■ Exercise prompt ■
Gather every line of the records below that contains the word "negative". Letter case counts.

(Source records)

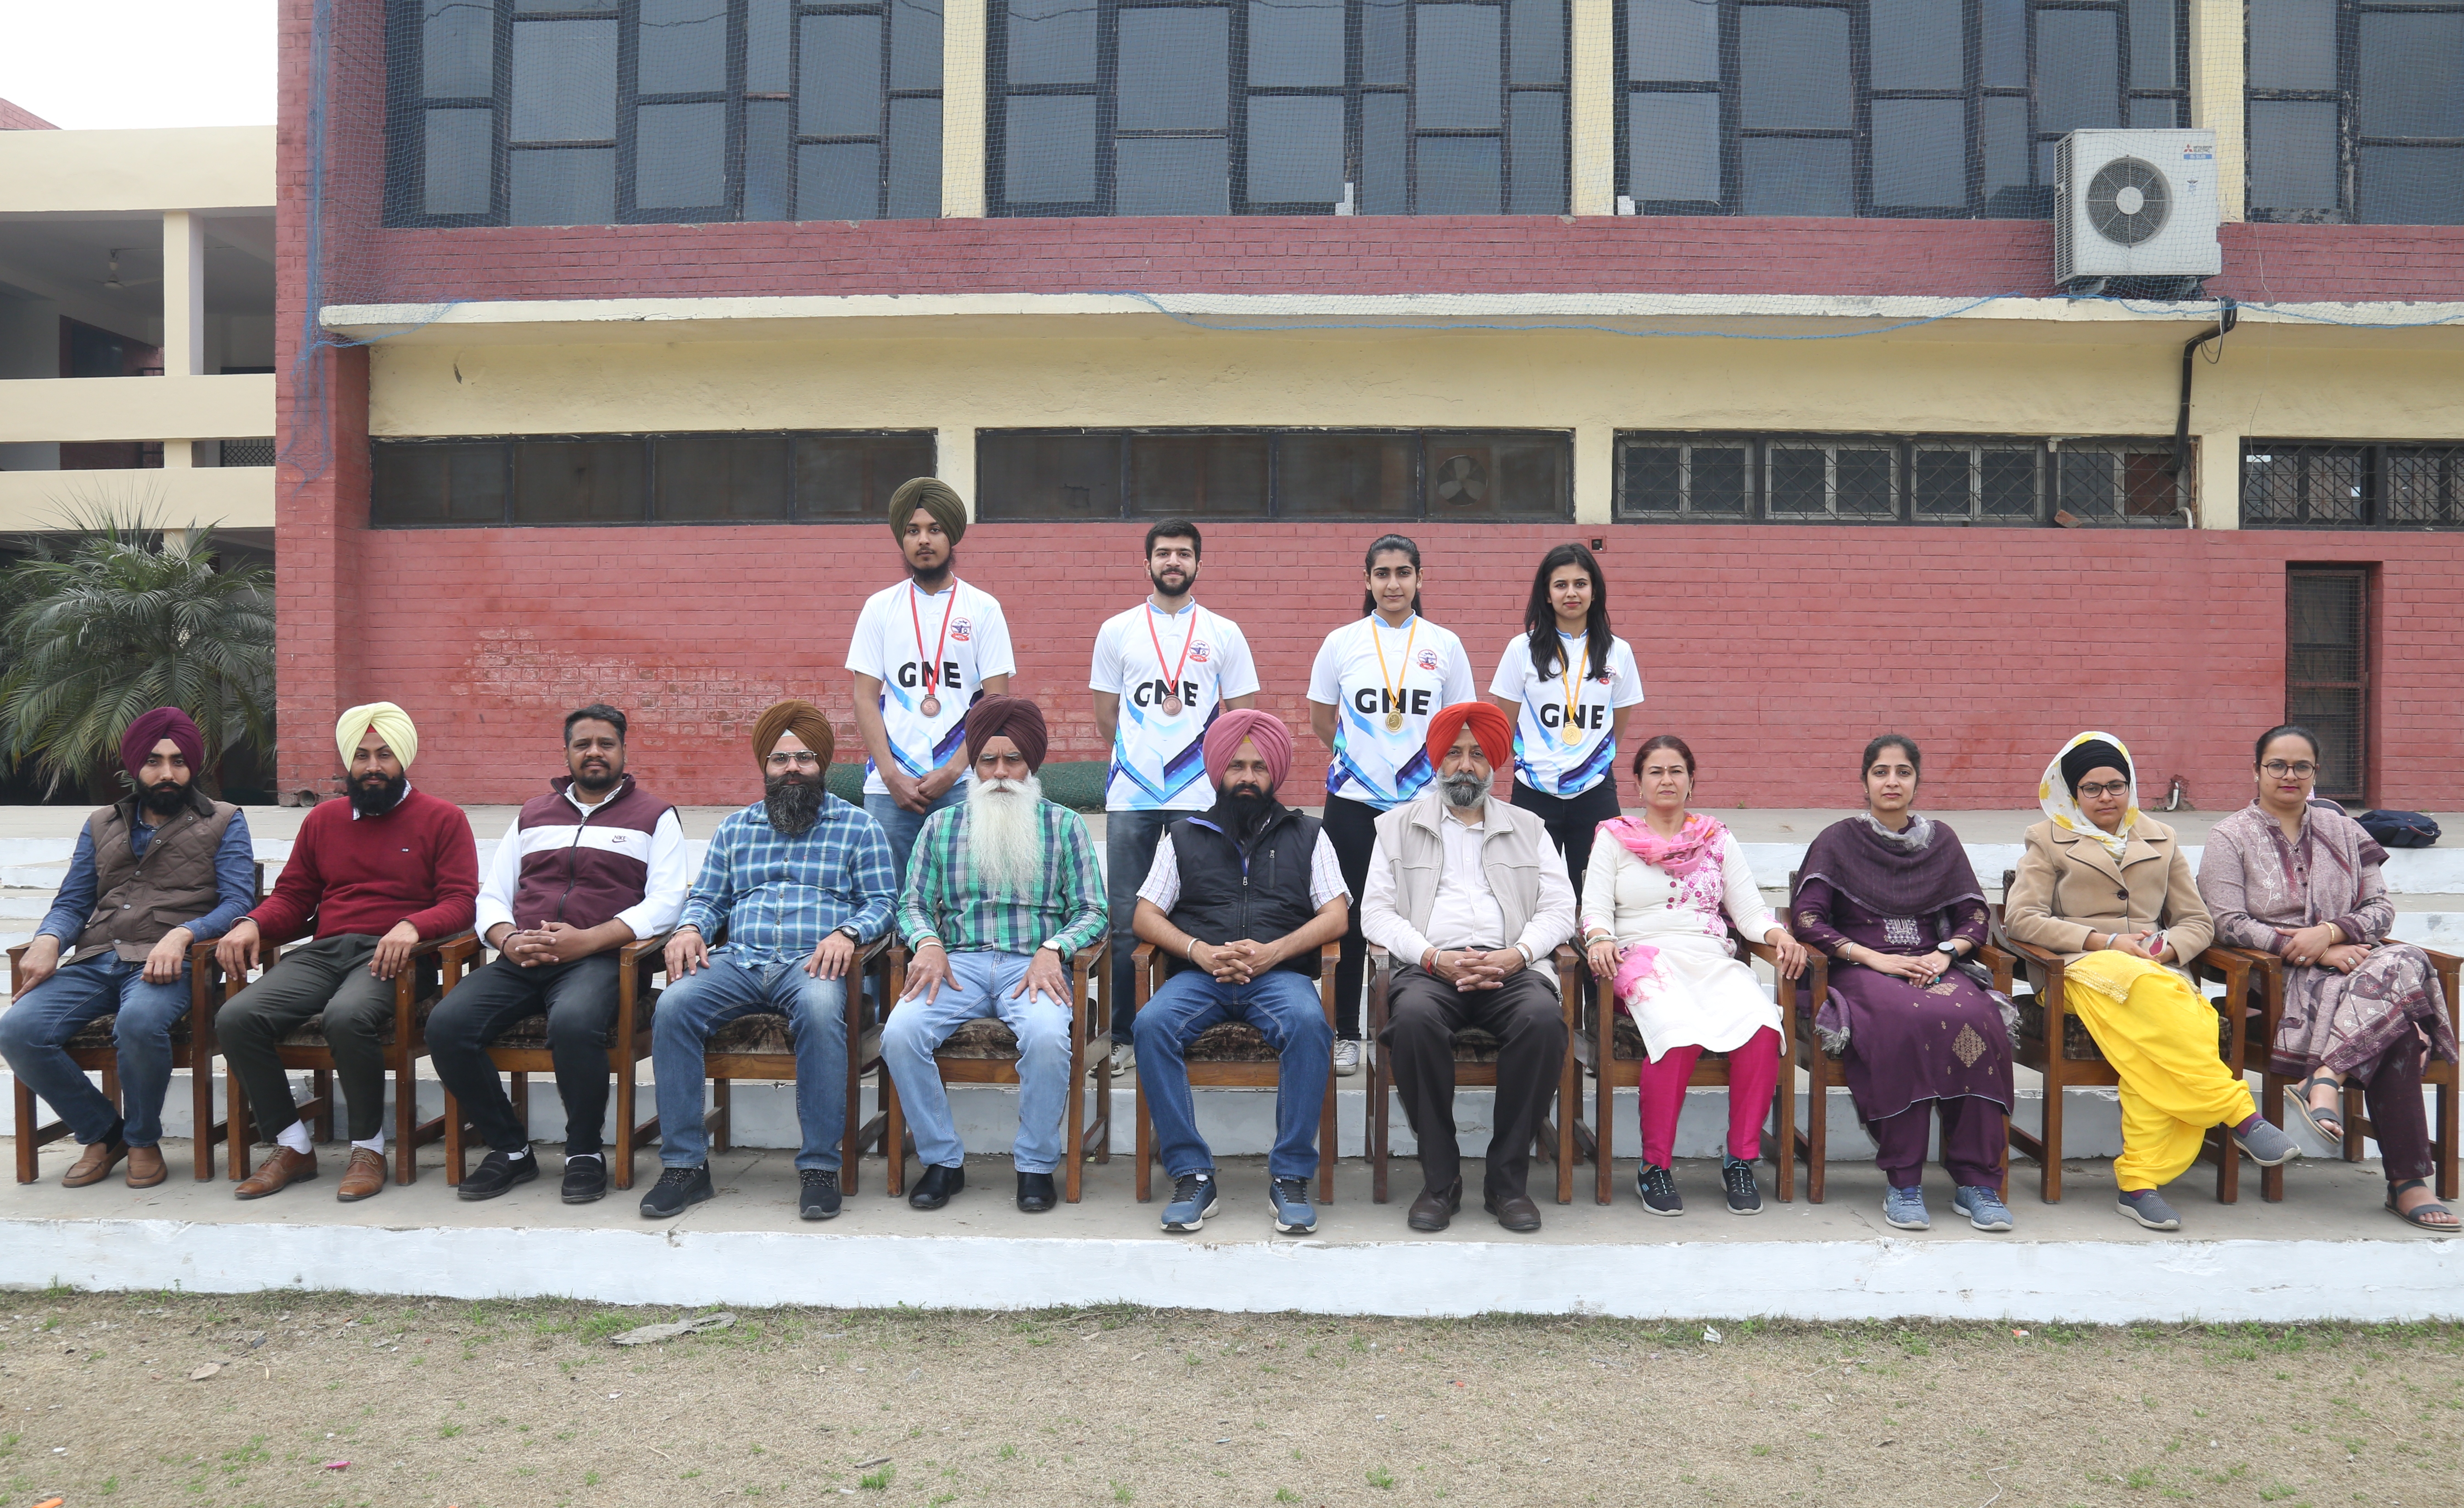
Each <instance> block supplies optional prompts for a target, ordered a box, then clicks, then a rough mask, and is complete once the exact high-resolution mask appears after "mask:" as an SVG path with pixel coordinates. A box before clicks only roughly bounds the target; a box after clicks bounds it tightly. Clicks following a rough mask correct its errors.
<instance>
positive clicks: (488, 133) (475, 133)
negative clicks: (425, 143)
mask: <svg viewBox="0 0 2464 1508" xmlns="http://www.w3.org/2000/svg"><path fill="white" fill-rule="evenodd" d="M426 155H429V180H426V195H424V200H421V209H424V212H426V214H485V212H488V209H490V205H488V182H490V180H493V177H495V170H493V155H495V111H429V113H426Z"/></svg>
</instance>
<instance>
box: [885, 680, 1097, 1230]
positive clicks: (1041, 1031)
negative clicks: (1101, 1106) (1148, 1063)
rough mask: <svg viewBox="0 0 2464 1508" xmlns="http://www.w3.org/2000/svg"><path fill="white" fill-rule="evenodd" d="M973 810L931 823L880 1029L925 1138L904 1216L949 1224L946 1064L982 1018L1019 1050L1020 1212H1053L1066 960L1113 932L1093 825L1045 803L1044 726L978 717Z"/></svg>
mask: <svg viewBox="0 0 2464 1508" xmlns="http://www.w3.org/2000/svg"><path fill="white" fill-rule="evenodd" d="M966 752H968V761H971V764H968V791H966V806H951V808H946V811H936V813H934V816H929V818H924V830H922V833H917V848H914V853H912V855H909V860H907V890H904V892H902V894H899V936H904V939H907V946H909V951H912V961H909V963H907V991H904V995H899V1003H897V1005H894V1008H892V1010H890V1023H887V1025H885V1028H882V1062H887V1064H890V1077H892V1079H894V1082H897V1087H899V1104H902V1106H904V1109H907V1124H909V1126H914V1136H917V1156H919V1158H922V1161H924V1175H922V1178H919V1180H917V1188H914V1193H909V1195H907V1202H909V1205H914V1207H917V1210H939V1207H941V1205H946V1202H949V1198H951V1195H954V1193H958V1190H961V1188H966V1146H963V1143H961V1141H958V1129H956V1126H954V1124H951V1119H949V1097H946V1094H944V1092H941V1069H939V1067H934V1060H931V1055H934V1050H936V1047H941V1042H946V1040H949V1035H951V1032H956V1030H958V1028H961V1025H966V1023H971V1020H976V1018H978V1015H998V1018H1000V1023H1003V1025H1005V1028H1010V1032H1013V1035H1015V1037H1018V1141H1013V1143H1010V1156H1013V1158H1015V1163H1018V1207H1020V1210H1025V1212H1027V1215H1042V1212H1045V1210H1050V1207H1052V1205H1055V1198H1057V1195H1055V1190H1052V1170H1055V1168H1057V1165H1060V1161H1062V1133H1060V1121H1062V1109H1067V1104H1069V1094H1074V1092H1077V1087H1074V1084H1072V1082H1069V956H1072V954H1077V951H1079V949H1084V946H1094V944H1096V941H1099V939H1101V936H1104V931H1106V929H1109V926H1111V922H1109V912H1106V909H1104V872H1101V867H1099V865H1096V860H1094V840H1092V838H1089V835H1087V823H1082V821H1079V816H1077V813H1074V811H1069V808H1064V806H1055V803H1052V801H1045V793H1042V784H1040V781H1037V779H1035V771H1037V769H1042V764H1045V715H1042V712H1040V710H1037V707H1035V702H1030V700H1025V697H986V700H981V702H976V705H973V707H971V710H968V715H966Z"/></svg>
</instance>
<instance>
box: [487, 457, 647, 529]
mask: <svg viewBox="0 0 2464 1508" xmlns="http://www.w3.org/2000/svg"><path fill="white" fill-rule="evenodd" d="M641 451H643V444H641V441H638V439H596V441H515V446H513V522H641V517H643V456H641Z"/></svg>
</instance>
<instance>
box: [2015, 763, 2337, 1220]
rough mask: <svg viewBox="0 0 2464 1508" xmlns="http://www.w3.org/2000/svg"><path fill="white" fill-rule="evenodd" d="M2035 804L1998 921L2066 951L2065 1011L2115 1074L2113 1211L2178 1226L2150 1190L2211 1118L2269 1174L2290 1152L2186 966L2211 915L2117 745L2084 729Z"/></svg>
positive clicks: (2131, 1216)
mask: <svg viewBox="0 0 2464 1508" xmlns="http://www.w3.org/2000/svg"><path fill="white" fill-rule="evenodd" d="M2038 806H2040V808H2043V811H2045V821H2043V823H2038V825H2033V828H2028V848H2025V853H2023V855H2020V860H2018V875H2016V877H2013V882H2011V894H2008V897H2003V902H2006V904H2003V929H2006V931H2008V934H2011V939H2013V941H2023V944H2033V946H2040V949H2048V951H2055V954H2062V961H2065V963H2067V968H2065V971H2062V981H2065V986H2062V1005H2065V1008H2067V1010H2072V1013H2075V1015H2077V1018H2080V1020H2082V1023H2087V1032H2089V1035H2092V1037H2094V1040H2097V1050H2099V1052H2104V1062H2109V1064H2112V1067H2114V1077H2117V1079H2122V1156H2119V1158H2114V1188H2117V1190H2119V1198H2117V1207H2119V1210H2122V1215H2126V1217H2129V1220H2136V1222H2139V1225H2144V1227H2149V1230H2181V1215H2176V1212H2173V1207H2171V1205H2166V1200H2163V1195H2161V1193H2158V1188H2161V1185H2166V1183H2171V1180H2176V1178H2181V1175H2183V1173H2186V1170H2188V1168H2190V1163H2193V1161H2198V1148H2200V1146H2203V1143H2205V1141H2208V1126H2215V1124H2225V1126H2232V1138H2235V1141H2237V1143H2240V1146H2242V1151H2245V1153H2250V1158H2252V1161H2257V1163H2259V1165H2264V1168H2274V1165H2277V1163H2284V1161H2287V1158H2292V1156H2296V1151H2294V1143H2292V1138H2289V1136H2284V1131H2279V1129H2274V1126H2269V1124H2267V1121H2264V1119H2262V1116H2259V1106H2257V1104H2255V1101H2252V1099H2250V1089H2247V1087H2245V1084H2242V1082H2240V1077H2235V1074H2232V1069H2230V1067H2225V1062H2223V1060H2220V1057H2218V1055H2215V1035H2218V1023H2215V1008H2213V1005H2208V998H2205V995H2203V993H2198V988H2193V983H2190V976H2188V971H2186V968H2183V966H2186V963H2188V961H2190V959H2195V956H2200V954H2203V951H2208V944H2210V941H2213V939H2215V922H2213V919H2210V917H2208V904H2205V902H2203V899H2200V897H2198V880H2195V877H2193V875H2190V860H2188V857H2186V855H2183V853H2181V845H2178V843H2176V840H2173V830H2171V828H2166V825H2163V823H2158V821H2154V818H2149V816H2141V811H2139V786H2136V781H2134V779H2131V756H2129V749H2124V747H2122V739H2117V737H2112V734H2102V732H2085V734H2080V737H2075V739H2070V742H2067V744H2062V752H2060V754H2055V756H2053V764H2048V766H2045V779H2043V781H2040V784H2038ZM2038 983H2040V986H2043V981H2038Z"/></svg>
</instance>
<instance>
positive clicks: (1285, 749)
mask: <svg viewBox="0 0 2464 1508" xmlns="http://www.w3.org/2000/svg"><path fill="white" fill-rule="evenodd" d="M1242 742H1254V744H1257V752H1259V754H1264V756H1266V788H1269V791H1274V788H1276V786H1281V784H1284V776H1286V774H1291V729H1289V727H1284V720H1281V717H1276V715H1271V712H1259V710H1257V707H1232V710H1230V712H1225V715H1220V717H1217V720H1215V727H1210V729H1207V784H1212V786H1222V784H1225V766H1227V764H1232V754H1234V752H1239V747H1242Z"/></svg>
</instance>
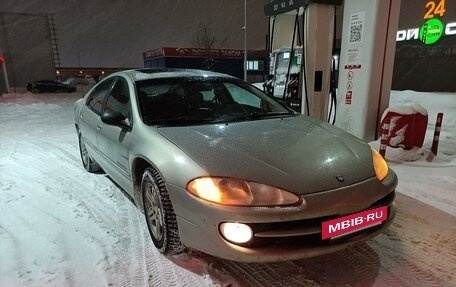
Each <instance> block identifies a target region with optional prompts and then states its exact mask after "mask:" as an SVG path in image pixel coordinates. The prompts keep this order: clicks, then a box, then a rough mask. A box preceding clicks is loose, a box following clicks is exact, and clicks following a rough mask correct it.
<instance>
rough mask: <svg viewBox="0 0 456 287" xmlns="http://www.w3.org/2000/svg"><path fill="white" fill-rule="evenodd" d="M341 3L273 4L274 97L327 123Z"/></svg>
mask: <svg viewBox="0 0 456 287" xmlns="http://www.w3.org/2000/svg"><path fill="white" fill-rule="evenodd" d="M341 3H342V0H338V1H337V0H301V1H283V0H282V1H271V3H268V4H267V5H265V14H266V15H267V16H269V28H270V29H269V35H270V43H269V47H268V48H269V52H270V73H271V76H272V77H271V78H272V79H273V80H272V82H273V85H272V86H273V92H272V94H273V95H274V97H276V98H279V99H281V100H282V101H284V102H285V103H286V104H287V105H288V106H289V107H291V108H292V109H294V110H296V111H299V112H301V113H303V114H307V115H309V116H312V117H315V118H319V119H321V120H327V119H328V103H329V99H328V98H329V94H330V90H329V88H330V78H331V76H330V74H331V60H332V52H333V38H334V37H333V35H334V16H335V9H334V7H335V6H339V5H341Z"/></svg>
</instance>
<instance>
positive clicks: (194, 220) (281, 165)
mask: <svg viewBox="0 0 456 287" xmlns="http://www.w3.org/2000/svg"><path fill="white" fill-rule="evenodd" d="M74 111H75V127H76V131H77V134H78V137H79V148H80V153H81V159H82V163H83V165H84V167H85V169H86V170H87V171H89V172H95V171H97V170H103V171H105V172H106V173H107V174H108V175H109V176H110V177H111V178H112V179H113V180H114V181H115V182H116V183H118V184H119V185H120V186H121V187H122V188H123V189H124V190H125V191H126V192H127V193H128V194H129V195H130V196H131V197H132V198H134V201H135V203H136V205H137V206H138V207H139V208H140V209H141V210H144V213H145V217H146V223H147V226H148V228H149V231H150V235H151V237H152V241H153V243H154V244H155V246H156V247H157V248H158V250H159V251H160V252H162V253H164V254H175V253H177V252H180V251H181V250H182V249H183V247H184V246H185V247H188V248H192V249H197V250H200V251H203V252H205V253H208V254H212V255H215V256H218V257H222V258H226V259H230V260H235V261H250V262H263V261H280V260H292V259H298V258H302V257H309V256H316V255H320V254H324V253H330V252H334V251H336V250H340V249H342V248H345V247H347V246H349V245H351V244H355V243H358V242H362V241H366V240H368V239H370V238H372V237H373V236H375V235H376V234H378V233H380V232H382V231H384V230H385V229H386V228H387V227H388V225H390V224H391V222H392V220H393V218H394V216H395V213H396V211H395V210H396V209H395V203H394V197H395V187H396V185H397V177H396V174H395V173H394V172H393V171H392V170H390V169H389V168H388V166H387V164H386V162H385V161H384V159H383V158H382V157H381V156H380V155H379V153H378V152H377V151H375V150H374V149H372V148H371V147H370V146H369V145H368V144H367V143H365V142H363V141H361V140H360V139H358V138H356V137H354V136H352V135H350V134H348V133H346V132H345V131H343V130H341V129H339V128H337V127H334V126H332V125H330V124H328V123H325V122H321V121H319V120H316V119H313V118H310V117H307V116H304V115H301V114H298V113H296V112H294V111H292V110H290V109H288V108H287V107H285V106H284V105H282V104H281V103H279V102H277V101H276V100H274V99H273V98H271V97H269V96H268V95H266V94H265V93H263V92H262V91H261V90H259V89H257V88H255V87H254V86H252V85H250V84H248V83H246V82H244V81H242V80H240V79H237V78H234V77H231V76H228V75H224V74H219V73H214V72H207V71H198V70H130V71H123V72H118V73H115V74H111V75H110V76H108V77H107V78H105V79H103V80H102V81H101V82H99V83H98V84H97V85H95V86H94V87H93V88H92V89H91V90H90V91H89V92H88V93H87V95H86V96H85V97H84V98H82V99H79V100H78V101H77V102H76V103H75V106H74ZM94 193H96V190H94Z"/></svg>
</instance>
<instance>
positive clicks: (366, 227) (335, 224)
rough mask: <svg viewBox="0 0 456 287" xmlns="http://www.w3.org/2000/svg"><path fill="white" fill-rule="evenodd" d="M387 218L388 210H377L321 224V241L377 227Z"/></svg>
mask: <svg viewBox="0 0 456 287" xmlns="http://www.w3.org/2000/svg"><path fill="white" fill-rule="evenodd" d="M387 218H388V208H387V207H386V206H381V207H378V208H374V209H370V210H366V211H362V212H359V213H355V214H351V215H347V216H344V217H340V218H336V219H333V220H329V221H325V222H323V223H322V224H321V239H327V238H335V237H339V236H342V235H347V234H350V233H353V232H356V231H359V230H362V229H366V228H369V227H372V226H375V225H378V224H380V223H382V222H383V221H385V220H386V219H387Z"/></svg>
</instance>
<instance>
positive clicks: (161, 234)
mask: <svg viewBox="0 0 456 287" xmlns="http://www.w3.org/2000/svg"><path fill="white" fill-rule="evenodd" d="M141 192H142V196H143V204H144V214H145V216H146V222H147V227H148V228H149V233H150V236H151V237H152V241H153V242H154V245H155V247H157V249H158V250H159V251H160V252H161V253H163V254H165V255H173V254H177V253H180V252H182V251H183V250H184V247H183V245H182V243H181V241H180V236H179V230H178V228H177V221H176V214H175V213H174V209H173V205H172V203H171V200H170V198H169V194H168V191H167V190H166V186H165V182H164V181H163V179H162V178H161V176H160V175H159V174H158V172H157V171H156V170H155V169H153V168H150V167H149V168H146V170H145V171H144V173H143V177H142V182H141Z"/></svg>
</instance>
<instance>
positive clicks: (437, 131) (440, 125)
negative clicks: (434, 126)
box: [431, 113, 443, 155]
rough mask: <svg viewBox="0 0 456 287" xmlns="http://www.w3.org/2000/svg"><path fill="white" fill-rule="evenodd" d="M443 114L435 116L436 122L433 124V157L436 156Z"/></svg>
mask: <svg viewBox="0 0 456 287" xmlns="http://www.w3.org/2000/svg"><path fill="white" fill-rule="evenodd" d="M442 119H443V113H438V114H437V121H436V122H435V130H434V139H433V140H432V147H431V151H432V153H433V154H434V155H437V149H438V148H439V138H440V128H441V127H442Z"/></svg>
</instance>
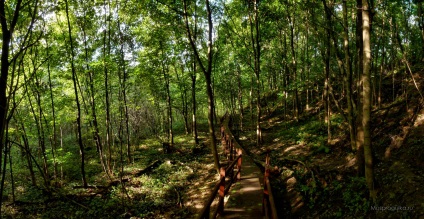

■ Solution for this exercise ■
negative clicks: (425, 143)
negative clicks: (1101, 1106) (1148, 1063)
negative clicks: (434, 126)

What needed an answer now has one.